* **Stated exercise 1**
Answer these questions from the CloudCIX reading guide, marking each answer (a), (b) or (c):
(a) Which document covers VM specs, the load model, and OOM runbooks?
(b) What version does the guide give?
(c) According to the System Design §1 entry, which pattern should be understood before anything else?

* **Passage shown**
--

Organisation: CloudCIX
Version: March 2026 — v1.0
This guide tells you exactly which documents to read, in what order, and what to focus on — based on your role. You do not need to read everything.
| Document |
What it covers |
| System Design |
Architecture, data flows, state machine, auth, API contracts |
| Design Concepts |
The why behind every design decision — idempotency, circuit breakers, rate limiting patterns |
| Technology Choices |
Why Redis over RabbitMQ, why Postgres over MongoDB, why FastAPI — with full alternatives |
| Infrastructure |
VM specs, load model, throughput analysis, scaling playbook, OOM runbooks |
| Observability |
Metrics, alerts, dashboards, structured logging, debugging workflows |
| Implementation Guide |
Code patterns, Docker Compose, nginx config, environment variables, PR checklist |
| QA & Test Strategy |
Test categories, acceptance criteria, contract tests, chaos scenarios |
| Project Charter |
Goals, milestones, risks, success metrics, stakeholder summary |
| Vibe Coding & Setup Guide |
Two-developer AI-assisted build guide — work split, build order, AI prompt templates, go-live checklist |
Goal: Understand the architecture well enough to implement features, fix bugs, and extend the system correctly.
- Vibe Coding & Setup Guide §1 & §2 — Read the "three things your AI will always get wrong" and complete the local environment setup. Get your stack running before reading anything else.
- System Design §1 — Service responsibilities and data flow diagrams. Understand the Orchestrator-callback pattern before anything else.

--

* **Records shown**
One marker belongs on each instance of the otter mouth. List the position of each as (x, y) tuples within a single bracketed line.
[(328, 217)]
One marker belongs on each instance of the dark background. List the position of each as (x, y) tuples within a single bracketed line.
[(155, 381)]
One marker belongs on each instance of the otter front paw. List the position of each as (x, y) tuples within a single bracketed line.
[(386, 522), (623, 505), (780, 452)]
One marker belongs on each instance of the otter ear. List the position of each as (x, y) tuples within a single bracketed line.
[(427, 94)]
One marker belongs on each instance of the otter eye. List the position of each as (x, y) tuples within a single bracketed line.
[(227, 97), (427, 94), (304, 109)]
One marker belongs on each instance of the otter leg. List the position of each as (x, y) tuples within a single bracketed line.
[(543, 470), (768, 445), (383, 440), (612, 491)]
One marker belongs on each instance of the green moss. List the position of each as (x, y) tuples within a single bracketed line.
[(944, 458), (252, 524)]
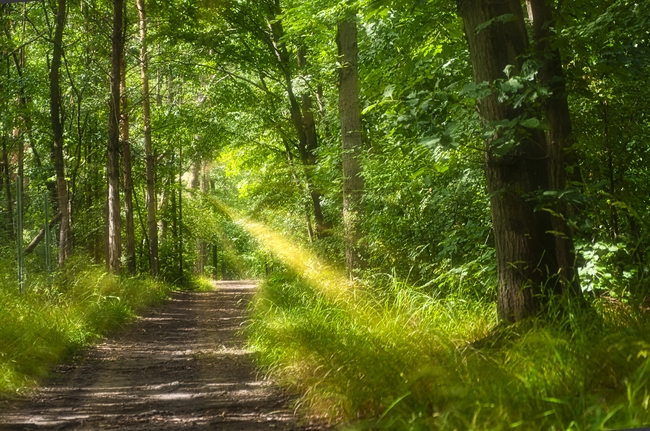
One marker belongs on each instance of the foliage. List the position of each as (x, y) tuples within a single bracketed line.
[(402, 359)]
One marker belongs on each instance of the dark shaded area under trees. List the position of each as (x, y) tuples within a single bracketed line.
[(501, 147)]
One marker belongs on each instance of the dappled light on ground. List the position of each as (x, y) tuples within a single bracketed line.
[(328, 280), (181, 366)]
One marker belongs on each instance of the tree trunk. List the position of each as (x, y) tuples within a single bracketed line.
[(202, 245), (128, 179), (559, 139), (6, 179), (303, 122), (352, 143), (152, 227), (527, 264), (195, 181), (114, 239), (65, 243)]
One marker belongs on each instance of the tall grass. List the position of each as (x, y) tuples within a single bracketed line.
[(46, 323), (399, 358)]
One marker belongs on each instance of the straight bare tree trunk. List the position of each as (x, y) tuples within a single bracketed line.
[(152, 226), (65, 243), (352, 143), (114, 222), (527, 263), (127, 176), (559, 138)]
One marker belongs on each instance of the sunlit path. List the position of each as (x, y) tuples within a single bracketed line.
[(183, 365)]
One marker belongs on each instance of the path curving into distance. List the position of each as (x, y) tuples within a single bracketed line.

--

* **Stated exercise 2**
Scale part of the listing. Begin at the line that has "One marker belongs on each instance of the dappled" and stop after the last line of the listing. Give every line again, requests included, with each coordinate in the answers multiplied by 2.45 and rounded to a whole number, with halves rounded up.

* **Correct answer 1**
(a) Infrastructure
(b) March 2026 — v1.0
(c) The Orchestrator-callback pattern

* **Correct answer 2**
One marker belongs on each instance of the dappled light on ground. List the position of each as (x, y) tuples within a single bracketed line.
[(804, 686), (443, 897)]
One marker belongs on each instance of the tree trunk. List the position of each as (x, y) tuples within a single bracketed line.
[(495, 600), (314, 439), (1370, 341), (15, 439), (742, 299), (862, 350), (372, 556), (1291, 647), (478, 443), (279, 586), (159, 595)]
One marker belongs on each instance of the tall grass. List the position of each as (x, y) tuples within a single bracketed line.
[(113, 791), (978, 877)]
One marker belongs on each instance of the straight bare tree trunk. List the position of each as (x, y) tuples within a single bracketed line.
[(372, 554), (159, 595), (862, 350), (279, 544), (1291, 644), (311, 431), (1370, 338)]
One marker belongs on each instance of the sunlit path. List the position of each as (x, y) tuples within a single bracketed line.
[(448, 894)]
One marker belongs on each instance of the path curving into distance. List the position of each as (x, y) tuples within a single bracketed line.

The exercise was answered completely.